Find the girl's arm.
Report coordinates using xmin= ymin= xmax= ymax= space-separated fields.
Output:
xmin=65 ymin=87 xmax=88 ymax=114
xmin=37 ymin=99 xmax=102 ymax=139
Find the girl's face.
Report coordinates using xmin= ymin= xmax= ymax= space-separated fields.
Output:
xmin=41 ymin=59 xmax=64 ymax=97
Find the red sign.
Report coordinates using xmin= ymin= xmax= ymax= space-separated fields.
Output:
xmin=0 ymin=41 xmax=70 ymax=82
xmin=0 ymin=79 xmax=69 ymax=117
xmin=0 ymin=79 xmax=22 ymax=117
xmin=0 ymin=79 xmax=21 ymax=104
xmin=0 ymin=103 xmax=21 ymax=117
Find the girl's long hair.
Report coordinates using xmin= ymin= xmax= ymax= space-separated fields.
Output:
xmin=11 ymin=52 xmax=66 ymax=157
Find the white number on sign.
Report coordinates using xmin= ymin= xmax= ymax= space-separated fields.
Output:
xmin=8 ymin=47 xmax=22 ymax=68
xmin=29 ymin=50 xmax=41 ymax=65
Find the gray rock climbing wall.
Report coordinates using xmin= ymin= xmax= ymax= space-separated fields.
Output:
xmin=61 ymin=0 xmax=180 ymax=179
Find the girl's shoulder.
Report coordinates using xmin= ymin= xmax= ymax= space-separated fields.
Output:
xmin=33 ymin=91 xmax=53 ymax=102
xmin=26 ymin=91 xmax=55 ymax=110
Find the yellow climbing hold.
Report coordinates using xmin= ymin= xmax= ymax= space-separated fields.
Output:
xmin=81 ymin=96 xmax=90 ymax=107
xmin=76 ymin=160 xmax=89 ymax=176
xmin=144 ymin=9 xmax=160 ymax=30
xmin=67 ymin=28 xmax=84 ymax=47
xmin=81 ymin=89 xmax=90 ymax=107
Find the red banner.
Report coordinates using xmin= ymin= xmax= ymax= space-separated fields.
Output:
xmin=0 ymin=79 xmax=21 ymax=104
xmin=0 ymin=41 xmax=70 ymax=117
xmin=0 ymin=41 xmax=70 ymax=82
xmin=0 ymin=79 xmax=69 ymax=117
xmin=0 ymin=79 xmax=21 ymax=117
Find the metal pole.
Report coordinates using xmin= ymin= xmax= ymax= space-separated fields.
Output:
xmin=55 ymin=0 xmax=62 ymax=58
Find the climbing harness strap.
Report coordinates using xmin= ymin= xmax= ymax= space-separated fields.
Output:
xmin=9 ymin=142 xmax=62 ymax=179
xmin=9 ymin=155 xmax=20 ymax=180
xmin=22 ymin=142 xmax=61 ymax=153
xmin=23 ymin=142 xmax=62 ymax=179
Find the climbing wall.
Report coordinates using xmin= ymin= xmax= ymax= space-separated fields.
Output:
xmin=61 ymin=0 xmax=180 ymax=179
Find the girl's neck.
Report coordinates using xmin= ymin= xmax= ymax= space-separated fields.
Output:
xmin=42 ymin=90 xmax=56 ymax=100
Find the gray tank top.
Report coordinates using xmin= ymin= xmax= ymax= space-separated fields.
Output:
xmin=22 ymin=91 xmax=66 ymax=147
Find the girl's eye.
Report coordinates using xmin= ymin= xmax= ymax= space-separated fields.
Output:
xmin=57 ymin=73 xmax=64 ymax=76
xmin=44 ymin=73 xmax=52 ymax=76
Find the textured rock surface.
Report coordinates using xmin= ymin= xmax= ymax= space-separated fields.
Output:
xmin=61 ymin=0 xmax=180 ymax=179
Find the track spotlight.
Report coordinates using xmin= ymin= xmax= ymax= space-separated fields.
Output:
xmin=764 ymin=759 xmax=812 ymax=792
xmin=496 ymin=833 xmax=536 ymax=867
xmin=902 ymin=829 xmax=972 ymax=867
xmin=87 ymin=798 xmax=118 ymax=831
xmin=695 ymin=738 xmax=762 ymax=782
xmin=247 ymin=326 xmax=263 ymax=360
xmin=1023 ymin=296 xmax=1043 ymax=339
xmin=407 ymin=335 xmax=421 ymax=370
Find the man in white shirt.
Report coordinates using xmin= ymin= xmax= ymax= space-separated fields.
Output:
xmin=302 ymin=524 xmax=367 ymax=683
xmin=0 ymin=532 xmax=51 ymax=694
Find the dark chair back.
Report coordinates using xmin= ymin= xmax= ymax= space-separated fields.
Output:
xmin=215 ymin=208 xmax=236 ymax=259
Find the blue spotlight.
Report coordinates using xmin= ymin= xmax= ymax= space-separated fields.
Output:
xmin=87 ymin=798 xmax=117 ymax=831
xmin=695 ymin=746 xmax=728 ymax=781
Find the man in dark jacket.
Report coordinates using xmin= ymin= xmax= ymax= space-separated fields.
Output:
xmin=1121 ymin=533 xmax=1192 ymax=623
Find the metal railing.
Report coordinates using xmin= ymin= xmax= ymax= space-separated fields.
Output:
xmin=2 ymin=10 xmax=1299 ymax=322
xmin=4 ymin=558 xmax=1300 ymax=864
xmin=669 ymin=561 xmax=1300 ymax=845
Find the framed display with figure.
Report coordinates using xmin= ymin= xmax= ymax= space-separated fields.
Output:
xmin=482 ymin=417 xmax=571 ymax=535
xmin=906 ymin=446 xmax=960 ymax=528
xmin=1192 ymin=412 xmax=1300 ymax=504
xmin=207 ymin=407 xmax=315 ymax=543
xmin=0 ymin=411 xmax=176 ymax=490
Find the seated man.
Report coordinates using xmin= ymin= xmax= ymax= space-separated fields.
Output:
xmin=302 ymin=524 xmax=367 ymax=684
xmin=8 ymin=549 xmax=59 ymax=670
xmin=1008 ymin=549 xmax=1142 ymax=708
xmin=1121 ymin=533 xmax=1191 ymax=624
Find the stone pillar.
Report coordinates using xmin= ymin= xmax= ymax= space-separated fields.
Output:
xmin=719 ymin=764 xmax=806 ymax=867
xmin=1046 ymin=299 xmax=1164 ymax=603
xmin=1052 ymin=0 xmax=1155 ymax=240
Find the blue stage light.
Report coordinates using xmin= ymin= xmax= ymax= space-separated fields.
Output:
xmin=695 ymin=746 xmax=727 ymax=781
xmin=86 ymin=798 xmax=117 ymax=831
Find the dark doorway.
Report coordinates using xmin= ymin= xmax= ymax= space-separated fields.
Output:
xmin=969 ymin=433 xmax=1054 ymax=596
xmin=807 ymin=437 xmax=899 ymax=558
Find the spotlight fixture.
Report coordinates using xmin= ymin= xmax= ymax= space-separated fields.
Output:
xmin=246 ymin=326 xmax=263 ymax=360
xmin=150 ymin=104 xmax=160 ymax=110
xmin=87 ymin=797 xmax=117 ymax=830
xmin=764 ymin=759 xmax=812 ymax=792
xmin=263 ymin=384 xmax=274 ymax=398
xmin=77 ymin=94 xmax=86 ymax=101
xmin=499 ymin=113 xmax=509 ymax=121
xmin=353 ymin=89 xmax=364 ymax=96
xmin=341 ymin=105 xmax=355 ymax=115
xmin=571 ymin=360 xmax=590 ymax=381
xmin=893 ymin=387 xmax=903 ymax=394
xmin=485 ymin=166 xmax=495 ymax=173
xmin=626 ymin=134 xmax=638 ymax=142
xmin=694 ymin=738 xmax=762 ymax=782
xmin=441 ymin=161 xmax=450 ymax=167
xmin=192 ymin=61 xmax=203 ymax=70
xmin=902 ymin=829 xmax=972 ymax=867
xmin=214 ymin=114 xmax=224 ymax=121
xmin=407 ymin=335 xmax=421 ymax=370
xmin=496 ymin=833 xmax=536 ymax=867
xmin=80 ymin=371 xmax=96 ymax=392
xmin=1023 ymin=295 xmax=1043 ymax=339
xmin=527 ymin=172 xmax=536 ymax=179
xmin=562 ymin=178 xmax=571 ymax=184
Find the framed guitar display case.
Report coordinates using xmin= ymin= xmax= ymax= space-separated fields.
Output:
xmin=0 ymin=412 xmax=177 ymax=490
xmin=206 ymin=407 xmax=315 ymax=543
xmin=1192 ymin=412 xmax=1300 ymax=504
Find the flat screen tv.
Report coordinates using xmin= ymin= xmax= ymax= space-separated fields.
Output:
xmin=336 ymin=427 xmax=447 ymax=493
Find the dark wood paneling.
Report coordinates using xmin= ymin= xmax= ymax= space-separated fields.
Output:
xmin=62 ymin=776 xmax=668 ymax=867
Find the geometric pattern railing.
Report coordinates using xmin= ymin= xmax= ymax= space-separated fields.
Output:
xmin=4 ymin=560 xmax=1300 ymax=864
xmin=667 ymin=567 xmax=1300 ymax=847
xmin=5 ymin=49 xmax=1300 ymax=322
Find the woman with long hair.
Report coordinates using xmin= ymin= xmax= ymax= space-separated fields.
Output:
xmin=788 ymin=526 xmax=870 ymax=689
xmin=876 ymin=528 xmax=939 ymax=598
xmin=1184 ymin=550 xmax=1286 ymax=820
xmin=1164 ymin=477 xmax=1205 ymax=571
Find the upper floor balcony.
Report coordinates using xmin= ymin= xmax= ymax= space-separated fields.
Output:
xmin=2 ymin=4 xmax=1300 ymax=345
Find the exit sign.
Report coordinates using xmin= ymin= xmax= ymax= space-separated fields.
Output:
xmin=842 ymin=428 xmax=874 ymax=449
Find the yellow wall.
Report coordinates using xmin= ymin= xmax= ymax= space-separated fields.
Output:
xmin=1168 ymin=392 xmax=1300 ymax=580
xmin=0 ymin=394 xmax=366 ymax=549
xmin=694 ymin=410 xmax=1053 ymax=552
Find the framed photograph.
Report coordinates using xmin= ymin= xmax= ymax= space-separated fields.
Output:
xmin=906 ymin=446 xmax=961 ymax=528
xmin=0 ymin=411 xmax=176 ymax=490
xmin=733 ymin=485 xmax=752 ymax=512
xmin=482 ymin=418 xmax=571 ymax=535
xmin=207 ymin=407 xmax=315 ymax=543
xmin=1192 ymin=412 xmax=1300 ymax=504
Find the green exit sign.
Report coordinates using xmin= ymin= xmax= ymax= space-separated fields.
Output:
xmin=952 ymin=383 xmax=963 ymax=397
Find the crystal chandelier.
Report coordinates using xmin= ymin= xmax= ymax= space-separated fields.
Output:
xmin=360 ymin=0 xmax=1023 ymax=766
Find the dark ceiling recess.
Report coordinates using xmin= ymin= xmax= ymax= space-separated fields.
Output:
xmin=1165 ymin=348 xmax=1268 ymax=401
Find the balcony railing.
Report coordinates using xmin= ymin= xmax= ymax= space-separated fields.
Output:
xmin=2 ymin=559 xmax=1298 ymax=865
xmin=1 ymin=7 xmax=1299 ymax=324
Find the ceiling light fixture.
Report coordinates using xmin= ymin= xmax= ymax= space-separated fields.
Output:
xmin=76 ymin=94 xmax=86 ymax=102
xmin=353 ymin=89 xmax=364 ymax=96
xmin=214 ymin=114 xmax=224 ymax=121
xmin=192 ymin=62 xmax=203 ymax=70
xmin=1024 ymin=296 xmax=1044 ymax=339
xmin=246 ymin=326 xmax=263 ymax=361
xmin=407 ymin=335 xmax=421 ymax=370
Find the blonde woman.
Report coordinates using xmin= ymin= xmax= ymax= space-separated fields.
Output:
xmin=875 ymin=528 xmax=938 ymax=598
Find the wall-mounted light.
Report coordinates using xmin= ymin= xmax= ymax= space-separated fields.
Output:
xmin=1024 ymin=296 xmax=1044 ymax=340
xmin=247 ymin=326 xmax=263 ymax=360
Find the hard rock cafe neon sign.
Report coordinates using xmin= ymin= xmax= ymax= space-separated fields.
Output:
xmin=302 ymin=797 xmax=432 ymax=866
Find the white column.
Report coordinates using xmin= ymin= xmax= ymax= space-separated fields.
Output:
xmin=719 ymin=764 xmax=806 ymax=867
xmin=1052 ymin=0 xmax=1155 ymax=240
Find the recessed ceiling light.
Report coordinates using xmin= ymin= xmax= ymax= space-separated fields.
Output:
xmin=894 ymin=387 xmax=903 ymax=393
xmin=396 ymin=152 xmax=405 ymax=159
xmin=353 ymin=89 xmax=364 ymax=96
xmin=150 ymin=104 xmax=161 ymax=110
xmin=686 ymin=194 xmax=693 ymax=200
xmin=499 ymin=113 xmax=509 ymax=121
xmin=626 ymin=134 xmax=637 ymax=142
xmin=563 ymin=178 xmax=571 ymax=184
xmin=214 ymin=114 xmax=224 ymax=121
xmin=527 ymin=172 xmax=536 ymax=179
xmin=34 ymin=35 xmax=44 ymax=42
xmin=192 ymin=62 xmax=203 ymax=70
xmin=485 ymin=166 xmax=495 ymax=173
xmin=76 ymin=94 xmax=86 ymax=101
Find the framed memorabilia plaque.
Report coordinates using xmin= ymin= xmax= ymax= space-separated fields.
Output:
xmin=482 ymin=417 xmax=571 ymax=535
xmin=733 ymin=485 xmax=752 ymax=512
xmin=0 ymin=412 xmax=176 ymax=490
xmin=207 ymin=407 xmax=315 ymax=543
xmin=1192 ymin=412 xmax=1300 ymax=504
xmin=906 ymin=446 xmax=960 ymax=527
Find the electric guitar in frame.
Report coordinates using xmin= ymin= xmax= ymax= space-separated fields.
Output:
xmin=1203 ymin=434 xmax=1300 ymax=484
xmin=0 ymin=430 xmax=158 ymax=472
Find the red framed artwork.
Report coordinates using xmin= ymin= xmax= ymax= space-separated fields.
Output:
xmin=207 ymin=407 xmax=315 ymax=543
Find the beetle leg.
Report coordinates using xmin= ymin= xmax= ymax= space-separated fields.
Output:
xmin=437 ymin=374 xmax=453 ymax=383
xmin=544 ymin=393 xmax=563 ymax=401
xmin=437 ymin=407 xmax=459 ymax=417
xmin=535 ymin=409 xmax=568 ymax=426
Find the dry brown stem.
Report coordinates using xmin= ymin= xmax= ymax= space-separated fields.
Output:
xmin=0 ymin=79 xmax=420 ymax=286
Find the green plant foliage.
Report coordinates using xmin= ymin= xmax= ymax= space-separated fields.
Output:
======
(WHAT IS REQUIRED): Which lines in the records above contain the word "yellow"? Return each of them.

(WRITTEN ANSWER):
Find the yellow climbing hold.
Find the yellow wall.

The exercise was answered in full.